• [SELECTED TEXT]:
The second likely factor is reviewers not implementing policy or guidelines correctly. Reviewers are human beings and inevitably make mistakes at times, but when mistakes occur repeatedly this is more concerning. This can happen with individuals, or with groups based on some common factor. For example, if a training update was not delivered correctly to one office location, or if teams in a particular country introduce a source of cultural bias, then this might result in a group of reviewers making the same common mistake.

The third likely factor is system or automation errors. Automated systems that can make or adjust decisions can cause big changes in quality because they can act at scale. Because these decisions are based on machine readable signals rather than those a human would use, the mistakes here often appear the most extreme and unreasonable to outside observers. If a correct decision is made but the process for taking action fails, this can also affect quality. These kinds of failures may not be immediately obvious as the correct review may make it appear as though everything is fine, even if users are still being negatively affected.

How to Improve Quality

While individual events and problems that affect quality can be resolved as they arise, creating sustainable high quality requires organized management. Most popular quality management systems were originally developed for physical manufacturing. However, there is a great deal of crossover with the challenges faced in “manufacturing” information and moderation decisions.

In particular, it is important to note that while quality inspections and appeals can detect problems with quality, they cannot by themselves solve those problems. Sustainable quality improvement requires the improvement of the underlying processes involved, whether through refining processes, better training, more resources, or the elimination of bugs and errors. 

Quality Management Systems (QMS) are sets of processes, tools, and methodologies used to evaluate and improve quality. Different QMS often attach different levels of focus and importance to different issues (i.e.,statistical measurement, management behavior and philosophy, testing and inspection) and may also be specialized for specific problems and industries. 

However, QMS tend to have some common features. In particular, most use a version of the PDSA or PDCA cycle (Plan, Do, Study/Check, Act), an iterative method for making improvements. Most also come with a set of core principles to follow that encourage sustained improvement, which contain elements such as management and leadership, engagement with both staff and customers, and evidence based decisions and actions.

ISO 9000

The ISO 9000 series is a family of Quality Management Systems originally created by the International Organization for Standardization in 1987. ISO produces general guidelines that can be applied to a wide variety of problems and areas as well as more specialized standards for areas such as medicine. ISO also integrates many external quality management systems into the list of standards over time. ISO 9001 is the most common and widely applicable QMS within the series.

Six Sigma

Six Sigma is a QMS developed at Motorola in 1986, with a focus on eliminating defects and minimizing overall levels of variability and volatility in a process. Six Sigma is particularly well known for heavy use of statistical measures and for the DMAIC process (Define, Measure, Analyze, Improve, Control). Courses and third party certifications for Six Sigma are widely available globally. Six Sigma is also often combined with Lean, a similar system focused more on eliminating waste and inefficiencies.

Total Quality Management (TQM)

Total Quality Management, or TQM, is a broader process management improvement system designed to broadly cover business functions that can affect users. TQM approaches quality with a principle of “right first time,” so it generally emphasizes higher up front costs for design and system construction as well as engagement across business functions, in the hopes of ensuring better long term outcomes.

• [LISTED ENTRIES]:

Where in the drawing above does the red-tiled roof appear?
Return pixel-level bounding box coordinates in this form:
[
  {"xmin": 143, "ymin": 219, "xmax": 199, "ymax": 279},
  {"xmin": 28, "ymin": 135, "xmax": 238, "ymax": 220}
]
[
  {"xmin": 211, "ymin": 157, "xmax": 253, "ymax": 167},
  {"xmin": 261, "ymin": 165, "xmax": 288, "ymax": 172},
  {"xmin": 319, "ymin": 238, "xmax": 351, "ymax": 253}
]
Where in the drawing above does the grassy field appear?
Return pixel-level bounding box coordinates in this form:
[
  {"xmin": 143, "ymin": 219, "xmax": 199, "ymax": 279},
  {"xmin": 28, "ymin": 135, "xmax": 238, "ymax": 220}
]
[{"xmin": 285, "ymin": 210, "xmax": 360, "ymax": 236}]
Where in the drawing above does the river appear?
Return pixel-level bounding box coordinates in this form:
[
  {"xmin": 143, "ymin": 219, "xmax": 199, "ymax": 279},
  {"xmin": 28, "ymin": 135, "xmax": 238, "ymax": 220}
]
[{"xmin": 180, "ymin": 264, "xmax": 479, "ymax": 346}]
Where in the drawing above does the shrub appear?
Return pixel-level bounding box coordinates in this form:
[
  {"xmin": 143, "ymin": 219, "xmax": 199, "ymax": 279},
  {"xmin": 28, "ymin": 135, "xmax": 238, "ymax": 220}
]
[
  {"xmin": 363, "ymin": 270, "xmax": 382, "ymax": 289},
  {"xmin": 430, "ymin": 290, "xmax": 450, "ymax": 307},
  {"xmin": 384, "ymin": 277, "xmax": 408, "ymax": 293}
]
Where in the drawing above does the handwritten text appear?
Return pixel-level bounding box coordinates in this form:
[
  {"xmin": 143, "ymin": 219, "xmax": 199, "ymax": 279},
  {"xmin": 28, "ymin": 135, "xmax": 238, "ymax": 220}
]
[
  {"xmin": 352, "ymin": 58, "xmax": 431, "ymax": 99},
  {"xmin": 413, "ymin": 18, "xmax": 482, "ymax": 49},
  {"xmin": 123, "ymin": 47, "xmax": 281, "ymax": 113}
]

• [PROBLEM]:
Condense the passage on review quality and quality management systems into exactly three sentences.

• [ANSWER TO THE PROBLEM]:
Reviewers who apply policy incorrectly, sometimes as a group making the same mistake, and automated systems whose errors spread at scale are named as likely factors that affect quality. Inspections and appeals can detect quality problems but cannot solve them by themselves, so sustainable improvement depends on improving the underlying processes, a task addressed by Quality Management Systems that commonly use the PDSA or PDCA cycle. Three such systems are described: the ISO 9000 series, created by the International Organization for Standardization in 1987; Six Sigma, developed at Motorola in 1986 to eliminate defects and reduce variability; and Total Quality Management, which follows a "right first time" principle.